▶ **The exercise**
Print the listing below unchanged, line for line.
-.-.-
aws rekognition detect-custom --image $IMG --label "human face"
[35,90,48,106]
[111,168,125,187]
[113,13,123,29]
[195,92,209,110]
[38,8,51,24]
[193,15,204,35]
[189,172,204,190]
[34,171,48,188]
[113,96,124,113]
-.-.-
▶ **Result below**
aws rekognition detect-custom --image $IMG --label "human face"
[35,90,48,106]
[111,168,125,187]
[113,13,123,29]
[195,92,209,110]
[38,8,51,24]
[193,15,204,35]
[189,172,204,190]
[34,171,48,188]
[113,96,124,113]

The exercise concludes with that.